It's why Rio Tinto has encouraged the idea that its Jadar lithium project near Loznica in Serbia is part of its response to the call to arms, after having quit the coal business.
But life for the project, based on an unusual mix of lithium and boron mineralisation, has not been easy since the deposit's discovery way back in 2004.
The main issue was sorting out a processing route for the unusual mix, something Rio finally got on top of at its technical development centre at Bundoora, in suburban Melbourne.
For a while there it looked as if the stars had aligned for Jadar, thanks to a processing breakthrough coming on top of the recognition that lithium-ion batteries would underpin the electric vehicle revolution.
Lithium prices took off, but peaked in late 2017 as it became clear that the supply response, led by WA's spodumene producers, would swamp demand in the here and now for the nascent EV and renewable energy storage booms.
That has led to an almighty shakedown in the lithium market, notwithstanding the situation where lithium supply needs to continue to grow hand over fist if demand is to be met post 2023 by most projections.
As recently as March this year, some 15 months into the shakedown, Rio was saying it remained excited by the Jadar opportunity.
Rio's head of growth and innovation, Stephen McIntosh, said the project's resource base had the "potential to underpin a business for 50 to 100 years.''
"Obviously lithium itself is something we as an organisation will have to make a decision on. We'll be running the project to the investment committee and that moment in time is getting close."
It is against that background that Rio must decide on whether or not to take the plunge at Jadar, knowing full well that Serbia wants the investment and the kudos of being host to a new and "green'' marquee industry.
From the most recent utterances from Rio's leadership team, a final investment decision on the A$1 billion-plus development could be made in November next year.
Somewhat neatly, that could lead to first production in late 2023, just as most expect the current over-supply in lithium will have been resolved.
Battery supply chain specialist Benchmark Minerals summed up neatly what it called lithium's current price paradox in its recent second quarter review.
"While the supply response has addressed the relatively minor growth of today, it is still far from meeting the needs of tomorrow's EV expansions,'' the consultancy said.

Stored data entries:
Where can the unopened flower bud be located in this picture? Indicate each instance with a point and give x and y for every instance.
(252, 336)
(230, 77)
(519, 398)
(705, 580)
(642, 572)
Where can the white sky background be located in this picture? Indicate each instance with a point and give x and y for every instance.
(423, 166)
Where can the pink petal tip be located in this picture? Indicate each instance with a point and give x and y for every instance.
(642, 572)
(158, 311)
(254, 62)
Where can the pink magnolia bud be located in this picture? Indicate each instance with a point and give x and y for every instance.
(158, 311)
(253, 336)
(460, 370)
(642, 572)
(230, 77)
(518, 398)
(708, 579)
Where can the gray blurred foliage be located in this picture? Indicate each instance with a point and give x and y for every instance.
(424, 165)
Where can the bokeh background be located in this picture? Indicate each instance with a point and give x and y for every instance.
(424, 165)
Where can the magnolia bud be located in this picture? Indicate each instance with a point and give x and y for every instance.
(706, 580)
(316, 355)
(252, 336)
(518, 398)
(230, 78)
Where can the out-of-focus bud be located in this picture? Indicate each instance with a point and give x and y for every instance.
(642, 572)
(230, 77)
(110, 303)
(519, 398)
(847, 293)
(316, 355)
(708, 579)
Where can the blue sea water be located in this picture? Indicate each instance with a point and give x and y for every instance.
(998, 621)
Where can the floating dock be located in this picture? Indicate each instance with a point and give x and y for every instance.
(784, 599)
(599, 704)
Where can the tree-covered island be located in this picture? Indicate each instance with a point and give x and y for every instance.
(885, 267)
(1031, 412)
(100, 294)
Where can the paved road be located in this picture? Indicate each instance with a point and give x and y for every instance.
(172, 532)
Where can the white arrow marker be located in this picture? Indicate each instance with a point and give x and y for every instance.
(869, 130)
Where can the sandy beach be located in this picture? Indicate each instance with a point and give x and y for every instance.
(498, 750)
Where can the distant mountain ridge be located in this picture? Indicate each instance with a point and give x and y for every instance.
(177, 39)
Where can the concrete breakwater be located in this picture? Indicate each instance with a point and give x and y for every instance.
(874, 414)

Exercise details: Write the next few paragraphs of the article on Rio Tinto's Jadar lithium project in Serbia, continuing after its last sentence.

Response:
As a result, the current price downturn fails to reflect the increasing possibility of another major deficit by the early-2020s, creating a current "deceptive narrative in both share prices and surrounding markets.''
By Benchmark's reckoning, the planned build-out of battery megafactories comes in at close to two terrawatt capacity by 2028.
"To put that in context, that would equate to 1.5 million tonnes of lithium demand just from these operations if they were to reach full capacity, compared to total lithium ion battery demand of 150,000 tonnes lithium carbonate equivalent (LCE) in 2018," it said.
"These new facilities will not all reach the market on time and at their expected capacity levels, but regardless this will see a step change in consumption rates. For those consumption rates to be met, the lithium market must overcome the current separation between the short and long-term reality in lithium pricing.''
That's all very comforting for Rio as it approaches making a decision on Jadar. But such is the concern about the oversupply in lithium now that it would not surprise if Rio were to delay making a development decision for a number of years.
Having said that, Jadar has something else working in its favour - the twin revenue stream that will come from producing both lithium and borates. Taking the borates as a credit should ensure Jadar is amongst the lowest-cost lithium producers.
Just how low cost will not be known until Rio completes its feasibility study on Jadar's development.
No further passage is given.